--- WRITTEN PROBLEM ---
Can you extract every line of the items below that contains the string "winglet", counting only case-sensitive matches?

--- EXCERPTED RECORDS ---
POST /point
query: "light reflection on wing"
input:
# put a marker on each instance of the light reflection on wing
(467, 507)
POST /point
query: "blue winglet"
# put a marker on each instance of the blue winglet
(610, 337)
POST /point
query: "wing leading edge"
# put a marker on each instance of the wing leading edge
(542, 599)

* * *

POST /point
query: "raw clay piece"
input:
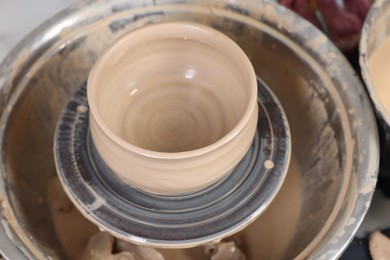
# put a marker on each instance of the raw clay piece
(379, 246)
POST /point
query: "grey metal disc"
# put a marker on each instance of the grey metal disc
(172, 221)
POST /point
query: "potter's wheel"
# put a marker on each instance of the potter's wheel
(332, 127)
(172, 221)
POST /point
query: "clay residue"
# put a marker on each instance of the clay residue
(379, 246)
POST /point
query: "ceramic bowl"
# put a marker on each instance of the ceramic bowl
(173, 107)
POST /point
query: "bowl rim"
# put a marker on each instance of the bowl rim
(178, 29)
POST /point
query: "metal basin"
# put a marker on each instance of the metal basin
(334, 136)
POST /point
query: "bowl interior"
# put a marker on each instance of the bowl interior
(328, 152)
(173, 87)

--- REPLY TO THE EXERCISE ---
query: "blue winglet"
# put a marker on each instance of the blue winglet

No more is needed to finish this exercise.